-- Begin QUOTED TEXT --
The GetStringTypeA function returns character-type information for the characters in the specified source string. For each character in the string, the function sets one or more bits in the corresponding 16-bit element of the output array. Each bit identifies a given character type, such as whether the character is a letter, a digit, or neither.
BOOL GetStringTypeA(
LCID Locale, |
// locale identifer |
DWORD dwInfoType, |
// information-type options |
LPCSTR lpSrcStr, |
// pointer to the source string |
int cchSrc, |
// size, in bytes, of the source string |
LPWORD lpCharType |
// pointer to the buffer for output |
); |
This parameter can be a locale identifier created by the MAKELCID macro, or one of the following predefined values:
LOCALE_SYSTEM_DEFAULT |
Default system locale |
LOCALE_USER_DEFAULT |
Default user locale |
Note that the Locale parameter does not exist in the GetStringTypeW
function. Because of that parameter difference, an application cannot
automatically invoke the proper A or W version of GetStringType*
through the use of the #define UNICODE switch. An application can
circumvent this limitation by using GetStringTypeEx,
which is the recommended Win32 function.
CT_CTYPE1 |
Retrieve character type information. |
CT_CTYPE2 |
Retrieve bidirectional layout information. |
CT_CTYPE3 |
Retrieve text processing information. |
If the function succeeds, the return value is nonzero.
If the function fails, the return value is zero. To get extended error information, call GetLastError. GetLastError may return one of the following error codes:
ERROR_INVALID_FLAGS
ERROR_INVALID_PARAMETER
The lpSrcStr and lpCharType pointers must not be the same. If they are the same, the function fails and GetLastError returns ERROR_INVALID_PARAMETER.
-- End QUOTED TEXT --
[DIRECTIVE]: Write the next part of the GetStringTypeA reference text above, starting after its final sentence.
-- Begin MATERIAL SHOWN --
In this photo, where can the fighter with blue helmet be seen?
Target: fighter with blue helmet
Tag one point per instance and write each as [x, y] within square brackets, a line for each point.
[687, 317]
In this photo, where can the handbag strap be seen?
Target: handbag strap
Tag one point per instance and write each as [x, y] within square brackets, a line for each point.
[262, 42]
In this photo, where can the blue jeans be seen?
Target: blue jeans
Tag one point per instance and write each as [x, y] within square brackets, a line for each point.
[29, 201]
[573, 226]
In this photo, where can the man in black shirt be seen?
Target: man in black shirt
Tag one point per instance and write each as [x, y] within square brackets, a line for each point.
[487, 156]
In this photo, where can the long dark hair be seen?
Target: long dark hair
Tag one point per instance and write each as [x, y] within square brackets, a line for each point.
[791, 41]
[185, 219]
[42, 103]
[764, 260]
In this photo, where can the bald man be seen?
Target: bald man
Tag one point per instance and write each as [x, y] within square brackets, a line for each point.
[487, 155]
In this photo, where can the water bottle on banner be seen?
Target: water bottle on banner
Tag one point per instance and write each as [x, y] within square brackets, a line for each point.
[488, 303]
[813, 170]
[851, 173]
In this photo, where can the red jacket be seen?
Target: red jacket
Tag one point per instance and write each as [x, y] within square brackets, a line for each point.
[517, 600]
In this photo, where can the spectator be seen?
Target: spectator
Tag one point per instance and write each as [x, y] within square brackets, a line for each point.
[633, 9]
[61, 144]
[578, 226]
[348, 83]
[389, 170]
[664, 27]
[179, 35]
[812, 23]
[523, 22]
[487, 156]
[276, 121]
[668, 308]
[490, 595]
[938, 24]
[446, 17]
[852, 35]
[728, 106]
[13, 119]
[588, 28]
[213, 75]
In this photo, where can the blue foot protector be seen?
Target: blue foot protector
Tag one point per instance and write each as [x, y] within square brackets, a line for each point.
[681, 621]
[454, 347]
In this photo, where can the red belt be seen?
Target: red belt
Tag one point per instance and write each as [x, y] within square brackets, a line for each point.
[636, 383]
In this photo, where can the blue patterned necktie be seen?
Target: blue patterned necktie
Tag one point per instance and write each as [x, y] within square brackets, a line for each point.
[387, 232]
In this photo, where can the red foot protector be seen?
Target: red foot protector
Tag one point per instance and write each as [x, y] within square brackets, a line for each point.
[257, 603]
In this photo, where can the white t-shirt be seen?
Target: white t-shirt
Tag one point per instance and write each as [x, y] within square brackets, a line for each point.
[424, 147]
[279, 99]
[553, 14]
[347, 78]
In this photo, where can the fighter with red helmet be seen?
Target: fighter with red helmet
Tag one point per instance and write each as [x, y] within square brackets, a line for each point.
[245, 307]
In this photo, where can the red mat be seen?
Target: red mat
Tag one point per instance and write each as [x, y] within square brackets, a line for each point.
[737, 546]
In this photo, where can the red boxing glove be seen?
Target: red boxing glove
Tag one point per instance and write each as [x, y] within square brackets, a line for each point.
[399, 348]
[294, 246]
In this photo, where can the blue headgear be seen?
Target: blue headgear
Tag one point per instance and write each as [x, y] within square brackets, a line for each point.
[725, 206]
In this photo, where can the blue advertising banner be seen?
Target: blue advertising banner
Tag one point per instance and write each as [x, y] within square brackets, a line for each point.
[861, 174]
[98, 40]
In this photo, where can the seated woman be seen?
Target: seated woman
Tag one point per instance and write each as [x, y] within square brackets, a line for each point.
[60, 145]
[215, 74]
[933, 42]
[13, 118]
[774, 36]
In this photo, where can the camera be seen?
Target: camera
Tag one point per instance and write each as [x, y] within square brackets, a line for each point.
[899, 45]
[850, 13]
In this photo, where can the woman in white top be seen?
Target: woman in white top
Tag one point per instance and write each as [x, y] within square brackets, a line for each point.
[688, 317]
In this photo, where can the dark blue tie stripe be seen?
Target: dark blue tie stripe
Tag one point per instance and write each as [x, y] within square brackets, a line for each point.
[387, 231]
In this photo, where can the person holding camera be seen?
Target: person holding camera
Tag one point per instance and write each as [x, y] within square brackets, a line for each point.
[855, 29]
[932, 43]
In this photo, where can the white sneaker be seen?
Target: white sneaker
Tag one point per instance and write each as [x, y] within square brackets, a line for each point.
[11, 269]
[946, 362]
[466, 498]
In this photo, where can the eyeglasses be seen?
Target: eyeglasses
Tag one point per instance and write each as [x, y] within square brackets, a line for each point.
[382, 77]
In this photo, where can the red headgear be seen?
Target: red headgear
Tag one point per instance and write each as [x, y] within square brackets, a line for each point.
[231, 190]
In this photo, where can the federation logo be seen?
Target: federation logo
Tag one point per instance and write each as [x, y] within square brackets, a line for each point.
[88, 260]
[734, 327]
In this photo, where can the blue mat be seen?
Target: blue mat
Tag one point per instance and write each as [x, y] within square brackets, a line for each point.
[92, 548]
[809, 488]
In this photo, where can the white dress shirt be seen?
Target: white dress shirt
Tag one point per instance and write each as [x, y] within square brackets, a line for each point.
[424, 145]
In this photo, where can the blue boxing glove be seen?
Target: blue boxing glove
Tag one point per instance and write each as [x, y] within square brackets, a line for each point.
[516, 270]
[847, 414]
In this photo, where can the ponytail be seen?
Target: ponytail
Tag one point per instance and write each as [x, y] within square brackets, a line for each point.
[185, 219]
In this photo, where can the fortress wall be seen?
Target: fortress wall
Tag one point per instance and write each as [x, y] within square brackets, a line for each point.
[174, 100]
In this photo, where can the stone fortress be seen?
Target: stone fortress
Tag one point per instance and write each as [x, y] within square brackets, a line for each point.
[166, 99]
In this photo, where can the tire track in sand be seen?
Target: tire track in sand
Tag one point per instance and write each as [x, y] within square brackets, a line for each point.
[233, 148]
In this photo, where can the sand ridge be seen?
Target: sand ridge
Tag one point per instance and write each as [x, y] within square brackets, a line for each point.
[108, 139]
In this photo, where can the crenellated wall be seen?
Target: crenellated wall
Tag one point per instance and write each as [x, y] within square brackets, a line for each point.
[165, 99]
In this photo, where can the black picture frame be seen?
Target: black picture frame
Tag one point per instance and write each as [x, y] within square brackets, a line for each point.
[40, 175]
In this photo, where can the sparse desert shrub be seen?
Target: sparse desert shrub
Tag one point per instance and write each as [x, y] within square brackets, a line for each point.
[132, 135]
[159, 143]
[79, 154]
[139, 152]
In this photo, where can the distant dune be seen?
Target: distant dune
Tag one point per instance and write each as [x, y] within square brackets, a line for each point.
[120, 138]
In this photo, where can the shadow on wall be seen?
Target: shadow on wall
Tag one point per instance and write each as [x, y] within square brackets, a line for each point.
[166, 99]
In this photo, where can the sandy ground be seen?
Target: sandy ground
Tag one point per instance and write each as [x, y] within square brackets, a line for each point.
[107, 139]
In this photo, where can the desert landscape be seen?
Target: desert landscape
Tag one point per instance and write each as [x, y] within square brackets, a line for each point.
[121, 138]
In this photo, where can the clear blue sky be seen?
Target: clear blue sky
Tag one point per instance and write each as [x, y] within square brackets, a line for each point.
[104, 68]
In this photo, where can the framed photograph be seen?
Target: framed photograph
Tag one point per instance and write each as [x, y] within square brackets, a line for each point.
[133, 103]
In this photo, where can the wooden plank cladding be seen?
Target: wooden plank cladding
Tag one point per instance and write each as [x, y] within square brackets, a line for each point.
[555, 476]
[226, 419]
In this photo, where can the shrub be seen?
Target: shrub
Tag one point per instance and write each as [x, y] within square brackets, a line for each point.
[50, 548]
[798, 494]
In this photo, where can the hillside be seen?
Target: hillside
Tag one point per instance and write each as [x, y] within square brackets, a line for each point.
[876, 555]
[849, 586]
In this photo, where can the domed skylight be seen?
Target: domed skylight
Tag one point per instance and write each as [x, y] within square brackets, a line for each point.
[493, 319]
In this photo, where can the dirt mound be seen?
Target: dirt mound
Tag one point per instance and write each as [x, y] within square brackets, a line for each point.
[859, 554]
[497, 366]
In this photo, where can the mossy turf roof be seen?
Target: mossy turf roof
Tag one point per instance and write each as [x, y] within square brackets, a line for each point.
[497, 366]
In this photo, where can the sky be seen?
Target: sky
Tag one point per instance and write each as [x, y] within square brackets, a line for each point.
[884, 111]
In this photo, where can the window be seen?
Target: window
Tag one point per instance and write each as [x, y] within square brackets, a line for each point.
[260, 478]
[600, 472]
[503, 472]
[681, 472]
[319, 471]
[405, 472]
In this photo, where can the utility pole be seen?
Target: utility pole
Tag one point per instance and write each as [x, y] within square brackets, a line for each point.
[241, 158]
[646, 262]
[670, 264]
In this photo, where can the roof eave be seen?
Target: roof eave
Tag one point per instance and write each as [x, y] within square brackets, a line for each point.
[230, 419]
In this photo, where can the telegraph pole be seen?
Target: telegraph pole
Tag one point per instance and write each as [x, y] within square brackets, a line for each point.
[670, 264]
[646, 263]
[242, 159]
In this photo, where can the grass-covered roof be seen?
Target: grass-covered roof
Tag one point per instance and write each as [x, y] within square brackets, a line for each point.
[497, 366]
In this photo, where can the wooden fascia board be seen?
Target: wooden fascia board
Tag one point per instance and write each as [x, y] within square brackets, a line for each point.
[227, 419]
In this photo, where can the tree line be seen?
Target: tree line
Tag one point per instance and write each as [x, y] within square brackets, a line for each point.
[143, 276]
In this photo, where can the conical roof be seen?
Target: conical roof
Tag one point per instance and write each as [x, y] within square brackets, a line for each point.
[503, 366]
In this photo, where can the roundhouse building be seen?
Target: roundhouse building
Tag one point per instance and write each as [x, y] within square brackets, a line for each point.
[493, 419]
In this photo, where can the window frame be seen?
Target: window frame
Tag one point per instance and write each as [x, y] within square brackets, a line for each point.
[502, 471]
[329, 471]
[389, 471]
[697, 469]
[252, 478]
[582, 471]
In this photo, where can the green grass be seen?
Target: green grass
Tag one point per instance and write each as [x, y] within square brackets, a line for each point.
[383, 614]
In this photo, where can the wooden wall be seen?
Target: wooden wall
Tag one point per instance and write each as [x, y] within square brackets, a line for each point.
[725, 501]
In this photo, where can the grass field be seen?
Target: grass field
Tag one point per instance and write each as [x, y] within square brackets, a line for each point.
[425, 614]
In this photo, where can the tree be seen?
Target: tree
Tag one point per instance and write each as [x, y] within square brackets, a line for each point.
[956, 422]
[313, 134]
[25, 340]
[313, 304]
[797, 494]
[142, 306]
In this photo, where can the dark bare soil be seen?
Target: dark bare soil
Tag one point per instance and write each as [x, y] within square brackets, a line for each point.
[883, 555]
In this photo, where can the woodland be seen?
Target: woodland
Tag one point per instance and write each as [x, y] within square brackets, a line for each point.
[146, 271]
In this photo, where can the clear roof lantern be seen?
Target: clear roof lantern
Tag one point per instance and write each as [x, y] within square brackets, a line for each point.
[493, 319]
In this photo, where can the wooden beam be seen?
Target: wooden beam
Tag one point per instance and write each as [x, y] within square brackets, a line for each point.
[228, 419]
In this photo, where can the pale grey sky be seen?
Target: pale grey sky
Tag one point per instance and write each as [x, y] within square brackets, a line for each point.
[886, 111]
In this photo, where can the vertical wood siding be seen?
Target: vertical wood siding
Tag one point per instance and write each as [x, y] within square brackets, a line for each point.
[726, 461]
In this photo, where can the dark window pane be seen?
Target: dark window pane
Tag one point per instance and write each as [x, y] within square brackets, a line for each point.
-- End MATERIAL SHOWN --
[EXPECTED OUTPUT]:
The Locale parameter is only used to perform string conversion to Unicode. It has nothing to do with the CTYPEs the function returns. The CTYPEs are solely determined by Unicode code points, and do not vary on a locale basis. For example, Greek letters are C1_ALPHA for any Locale value.
The character-type bits are divided into several levels. The information for one level can be retrieved by a single call to this function. Each level is limited to 16 bits of information so that the other mapping routines, which are limited to 16 bits of representation per character, can also return character-type information.
The character types supported by this function include the following.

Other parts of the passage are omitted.